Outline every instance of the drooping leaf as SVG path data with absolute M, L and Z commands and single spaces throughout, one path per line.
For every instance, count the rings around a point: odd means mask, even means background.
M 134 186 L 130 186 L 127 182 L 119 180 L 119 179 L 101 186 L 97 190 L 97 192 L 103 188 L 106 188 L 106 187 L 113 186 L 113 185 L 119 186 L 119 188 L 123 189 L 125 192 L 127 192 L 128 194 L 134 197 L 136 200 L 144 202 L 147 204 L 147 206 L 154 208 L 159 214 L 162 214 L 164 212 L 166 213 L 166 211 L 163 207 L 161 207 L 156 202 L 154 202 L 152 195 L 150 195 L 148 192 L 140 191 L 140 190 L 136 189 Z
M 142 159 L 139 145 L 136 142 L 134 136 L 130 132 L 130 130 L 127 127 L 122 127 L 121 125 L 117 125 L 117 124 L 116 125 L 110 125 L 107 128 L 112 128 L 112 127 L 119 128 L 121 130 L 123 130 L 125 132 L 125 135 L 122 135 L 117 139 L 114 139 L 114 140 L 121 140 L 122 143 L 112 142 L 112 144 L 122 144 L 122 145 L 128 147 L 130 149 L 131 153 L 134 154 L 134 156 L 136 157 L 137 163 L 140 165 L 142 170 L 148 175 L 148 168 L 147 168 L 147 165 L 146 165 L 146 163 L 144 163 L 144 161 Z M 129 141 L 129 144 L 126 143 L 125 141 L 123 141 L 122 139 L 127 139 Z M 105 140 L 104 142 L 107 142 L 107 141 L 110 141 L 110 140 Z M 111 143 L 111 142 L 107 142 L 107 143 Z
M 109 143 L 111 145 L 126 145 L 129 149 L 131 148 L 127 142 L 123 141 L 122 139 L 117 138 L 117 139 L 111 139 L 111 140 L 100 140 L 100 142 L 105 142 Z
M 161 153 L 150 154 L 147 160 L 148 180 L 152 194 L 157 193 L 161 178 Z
...
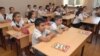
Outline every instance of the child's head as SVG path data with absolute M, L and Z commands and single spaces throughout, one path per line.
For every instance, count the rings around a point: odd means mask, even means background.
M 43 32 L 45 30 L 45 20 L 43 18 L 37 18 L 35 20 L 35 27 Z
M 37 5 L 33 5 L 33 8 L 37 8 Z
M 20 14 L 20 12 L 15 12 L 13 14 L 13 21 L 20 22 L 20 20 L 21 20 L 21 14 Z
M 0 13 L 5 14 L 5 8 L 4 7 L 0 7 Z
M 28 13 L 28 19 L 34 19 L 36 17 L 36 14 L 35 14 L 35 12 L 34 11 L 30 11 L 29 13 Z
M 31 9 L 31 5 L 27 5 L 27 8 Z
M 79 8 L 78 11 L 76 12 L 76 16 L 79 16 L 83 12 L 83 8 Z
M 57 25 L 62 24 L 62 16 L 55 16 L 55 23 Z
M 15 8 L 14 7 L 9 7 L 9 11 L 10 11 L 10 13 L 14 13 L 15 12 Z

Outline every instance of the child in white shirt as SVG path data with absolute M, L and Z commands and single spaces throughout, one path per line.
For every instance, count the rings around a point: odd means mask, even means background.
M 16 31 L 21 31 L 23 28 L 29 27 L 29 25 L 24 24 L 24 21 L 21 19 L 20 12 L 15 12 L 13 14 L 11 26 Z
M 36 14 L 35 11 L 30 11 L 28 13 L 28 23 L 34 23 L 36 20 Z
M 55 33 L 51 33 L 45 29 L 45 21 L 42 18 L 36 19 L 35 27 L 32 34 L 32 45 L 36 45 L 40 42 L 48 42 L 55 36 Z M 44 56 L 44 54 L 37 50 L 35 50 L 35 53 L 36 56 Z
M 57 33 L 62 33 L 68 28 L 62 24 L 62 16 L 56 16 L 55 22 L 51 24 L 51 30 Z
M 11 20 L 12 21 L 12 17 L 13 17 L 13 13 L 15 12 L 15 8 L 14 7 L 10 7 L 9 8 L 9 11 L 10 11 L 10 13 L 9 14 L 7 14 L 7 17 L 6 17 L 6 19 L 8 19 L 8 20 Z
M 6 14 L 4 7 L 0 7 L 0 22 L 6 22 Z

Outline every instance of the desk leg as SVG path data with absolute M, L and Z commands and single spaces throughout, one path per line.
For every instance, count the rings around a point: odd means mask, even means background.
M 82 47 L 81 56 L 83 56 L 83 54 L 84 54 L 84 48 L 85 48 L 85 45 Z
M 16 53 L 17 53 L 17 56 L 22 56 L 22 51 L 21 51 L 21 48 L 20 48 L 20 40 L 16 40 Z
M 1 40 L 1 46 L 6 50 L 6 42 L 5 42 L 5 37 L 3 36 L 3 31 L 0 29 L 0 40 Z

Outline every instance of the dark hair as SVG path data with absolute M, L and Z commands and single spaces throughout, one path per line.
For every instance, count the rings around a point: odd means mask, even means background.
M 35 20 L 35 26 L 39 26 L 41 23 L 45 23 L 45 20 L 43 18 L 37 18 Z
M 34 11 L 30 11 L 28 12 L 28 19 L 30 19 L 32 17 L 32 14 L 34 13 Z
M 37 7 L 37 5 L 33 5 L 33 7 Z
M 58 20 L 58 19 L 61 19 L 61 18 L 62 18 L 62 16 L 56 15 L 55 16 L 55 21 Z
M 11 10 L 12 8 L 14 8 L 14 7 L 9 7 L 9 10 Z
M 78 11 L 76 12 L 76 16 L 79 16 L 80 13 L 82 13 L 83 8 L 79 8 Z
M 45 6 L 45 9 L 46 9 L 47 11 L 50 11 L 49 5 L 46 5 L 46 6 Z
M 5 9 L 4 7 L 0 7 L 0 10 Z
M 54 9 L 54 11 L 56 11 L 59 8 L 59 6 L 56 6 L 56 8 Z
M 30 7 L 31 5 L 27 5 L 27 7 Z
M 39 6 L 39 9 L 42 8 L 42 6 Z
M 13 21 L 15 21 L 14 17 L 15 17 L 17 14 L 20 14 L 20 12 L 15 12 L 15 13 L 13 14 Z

# TASK DESCRIPTION
Update the entries from the line with "Outline every instance of the desk" to the line with "M 16 53 L 17": write these lines out again with "desk leg" changed to "table leg" and nothing else altered.

# PROBLEM SOLUTION
Outline every instance of the table leg as SVG path data with absolute M, L and Z commands and single spaces throughout, one path per line.
For every instance, count the rings around a point: odd means mask, even means background.
M 82 47 L 81 56 L 83 56 L 83 54 L 84 54 L 84 48 L 85 48 L 85 45 Z
M 16 53 L 17 53 L 17 56 L 22 56 L 22 51 L 21 51 L 21 48 L 20 48 L 20 40 L 16 40 Z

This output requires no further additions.